• What the exercise asks
Which lines in the entries below contain the word "rocky"? Pull out each of them in full.

• Material provided

↓

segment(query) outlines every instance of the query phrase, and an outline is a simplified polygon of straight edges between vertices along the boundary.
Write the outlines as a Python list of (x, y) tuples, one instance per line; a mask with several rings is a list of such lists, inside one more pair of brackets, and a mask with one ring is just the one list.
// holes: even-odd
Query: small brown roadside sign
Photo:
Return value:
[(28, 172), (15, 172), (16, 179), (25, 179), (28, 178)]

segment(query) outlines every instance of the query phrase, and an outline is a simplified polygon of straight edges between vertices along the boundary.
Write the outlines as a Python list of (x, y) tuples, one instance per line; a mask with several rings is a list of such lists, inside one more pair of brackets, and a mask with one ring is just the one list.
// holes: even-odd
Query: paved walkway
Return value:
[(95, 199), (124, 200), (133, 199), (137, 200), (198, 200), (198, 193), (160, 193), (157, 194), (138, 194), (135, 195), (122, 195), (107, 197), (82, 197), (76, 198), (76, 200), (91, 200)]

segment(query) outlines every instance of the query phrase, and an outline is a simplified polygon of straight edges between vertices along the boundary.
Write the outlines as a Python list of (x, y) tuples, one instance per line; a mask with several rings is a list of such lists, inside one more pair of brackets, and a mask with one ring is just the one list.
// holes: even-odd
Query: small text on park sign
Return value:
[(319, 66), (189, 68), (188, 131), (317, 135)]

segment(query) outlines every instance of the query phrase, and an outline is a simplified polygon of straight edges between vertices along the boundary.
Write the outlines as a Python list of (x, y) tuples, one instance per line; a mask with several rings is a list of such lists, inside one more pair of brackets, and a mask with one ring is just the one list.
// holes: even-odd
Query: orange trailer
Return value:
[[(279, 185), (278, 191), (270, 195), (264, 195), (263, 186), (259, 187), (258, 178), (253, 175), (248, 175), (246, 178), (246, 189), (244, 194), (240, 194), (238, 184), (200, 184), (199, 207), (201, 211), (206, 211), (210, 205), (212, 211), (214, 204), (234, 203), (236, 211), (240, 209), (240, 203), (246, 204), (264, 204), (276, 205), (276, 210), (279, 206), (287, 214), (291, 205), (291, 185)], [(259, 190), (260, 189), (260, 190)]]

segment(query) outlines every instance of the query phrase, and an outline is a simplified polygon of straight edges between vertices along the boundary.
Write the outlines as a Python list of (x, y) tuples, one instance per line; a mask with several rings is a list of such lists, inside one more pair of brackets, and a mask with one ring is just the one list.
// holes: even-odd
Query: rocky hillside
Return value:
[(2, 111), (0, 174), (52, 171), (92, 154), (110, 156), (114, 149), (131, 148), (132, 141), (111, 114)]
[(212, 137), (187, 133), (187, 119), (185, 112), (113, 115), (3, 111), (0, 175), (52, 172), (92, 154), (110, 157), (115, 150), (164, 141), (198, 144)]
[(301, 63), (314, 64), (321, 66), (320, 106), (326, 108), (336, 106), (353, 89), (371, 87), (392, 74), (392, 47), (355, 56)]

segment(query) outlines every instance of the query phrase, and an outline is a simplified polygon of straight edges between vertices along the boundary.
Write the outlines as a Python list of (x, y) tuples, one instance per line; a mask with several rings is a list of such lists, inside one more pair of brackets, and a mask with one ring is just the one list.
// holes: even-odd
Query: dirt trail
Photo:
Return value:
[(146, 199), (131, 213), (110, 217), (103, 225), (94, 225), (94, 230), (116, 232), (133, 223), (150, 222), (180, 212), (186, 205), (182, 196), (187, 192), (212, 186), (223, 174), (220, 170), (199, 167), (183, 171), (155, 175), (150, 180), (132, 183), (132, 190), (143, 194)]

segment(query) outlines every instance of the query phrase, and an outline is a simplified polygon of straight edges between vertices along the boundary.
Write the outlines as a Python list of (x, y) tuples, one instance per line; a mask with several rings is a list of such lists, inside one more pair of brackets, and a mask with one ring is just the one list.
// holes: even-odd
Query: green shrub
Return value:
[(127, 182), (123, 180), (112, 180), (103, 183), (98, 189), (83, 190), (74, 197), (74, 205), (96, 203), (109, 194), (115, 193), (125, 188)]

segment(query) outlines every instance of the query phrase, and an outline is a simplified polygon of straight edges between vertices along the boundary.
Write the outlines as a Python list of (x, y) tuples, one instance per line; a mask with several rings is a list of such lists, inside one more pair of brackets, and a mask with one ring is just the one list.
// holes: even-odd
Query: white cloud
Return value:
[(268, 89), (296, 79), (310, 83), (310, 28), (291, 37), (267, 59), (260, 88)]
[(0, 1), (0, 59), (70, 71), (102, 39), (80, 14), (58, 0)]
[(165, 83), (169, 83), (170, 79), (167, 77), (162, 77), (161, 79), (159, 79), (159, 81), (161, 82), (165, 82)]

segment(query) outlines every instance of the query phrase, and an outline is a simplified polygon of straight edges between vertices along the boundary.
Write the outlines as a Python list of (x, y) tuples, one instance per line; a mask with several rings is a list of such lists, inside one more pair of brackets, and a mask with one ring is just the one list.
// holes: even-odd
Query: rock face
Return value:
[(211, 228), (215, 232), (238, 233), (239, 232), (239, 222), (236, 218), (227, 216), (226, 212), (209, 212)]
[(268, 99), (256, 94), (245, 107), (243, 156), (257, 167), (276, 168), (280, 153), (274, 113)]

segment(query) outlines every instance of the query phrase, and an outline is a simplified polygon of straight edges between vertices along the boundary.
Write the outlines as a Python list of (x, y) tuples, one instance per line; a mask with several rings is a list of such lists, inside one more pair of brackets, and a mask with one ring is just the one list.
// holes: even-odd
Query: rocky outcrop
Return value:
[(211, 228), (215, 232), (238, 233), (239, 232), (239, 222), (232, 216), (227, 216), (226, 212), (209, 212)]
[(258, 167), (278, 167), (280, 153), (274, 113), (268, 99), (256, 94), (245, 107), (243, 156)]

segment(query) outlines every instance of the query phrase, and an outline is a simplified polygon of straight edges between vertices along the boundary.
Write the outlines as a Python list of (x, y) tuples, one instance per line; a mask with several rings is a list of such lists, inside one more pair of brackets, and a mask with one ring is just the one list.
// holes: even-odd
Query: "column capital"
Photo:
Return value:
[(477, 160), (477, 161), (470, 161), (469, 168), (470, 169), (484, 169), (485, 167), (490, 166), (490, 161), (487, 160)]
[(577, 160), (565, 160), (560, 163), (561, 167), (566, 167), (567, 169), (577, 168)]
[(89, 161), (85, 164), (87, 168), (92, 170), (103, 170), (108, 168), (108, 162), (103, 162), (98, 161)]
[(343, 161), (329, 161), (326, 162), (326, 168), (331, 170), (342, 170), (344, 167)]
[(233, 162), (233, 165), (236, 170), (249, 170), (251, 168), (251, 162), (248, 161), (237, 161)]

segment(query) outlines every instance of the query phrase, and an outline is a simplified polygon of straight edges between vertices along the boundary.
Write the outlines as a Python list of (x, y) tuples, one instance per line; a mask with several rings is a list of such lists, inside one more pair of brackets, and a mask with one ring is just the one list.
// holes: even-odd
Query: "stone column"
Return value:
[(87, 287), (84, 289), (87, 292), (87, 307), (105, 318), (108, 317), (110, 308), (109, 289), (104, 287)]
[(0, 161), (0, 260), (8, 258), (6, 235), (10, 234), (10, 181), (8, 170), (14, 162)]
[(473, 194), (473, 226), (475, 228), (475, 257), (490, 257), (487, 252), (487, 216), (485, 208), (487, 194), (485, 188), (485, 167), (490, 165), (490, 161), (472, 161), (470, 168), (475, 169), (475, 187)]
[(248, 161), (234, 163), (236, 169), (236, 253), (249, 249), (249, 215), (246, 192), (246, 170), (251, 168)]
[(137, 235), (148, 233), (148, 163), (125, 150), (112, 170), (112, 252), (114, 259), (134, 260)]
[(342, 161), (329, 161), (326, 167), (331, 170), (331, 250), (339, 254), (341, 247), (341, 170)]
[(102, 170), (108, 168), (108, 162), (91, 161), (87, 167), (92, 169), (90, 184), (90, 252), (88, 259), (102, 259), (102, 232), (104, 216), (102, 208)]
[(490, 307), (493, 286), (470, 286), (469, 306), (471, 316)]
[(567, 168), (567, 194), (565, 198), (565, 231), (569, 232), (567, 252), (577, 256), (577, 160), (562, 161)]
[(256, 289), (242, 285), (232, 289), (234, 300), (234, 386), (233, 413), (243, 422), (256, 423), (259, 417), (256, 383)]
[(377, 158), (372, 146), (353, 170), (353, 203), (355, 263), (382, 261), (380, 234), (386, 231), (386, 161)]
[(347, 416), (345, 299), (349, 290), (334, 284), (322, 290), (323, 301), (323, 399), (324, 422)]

↑

• The solution
Query: rocky hillside
Query: rocky outcrop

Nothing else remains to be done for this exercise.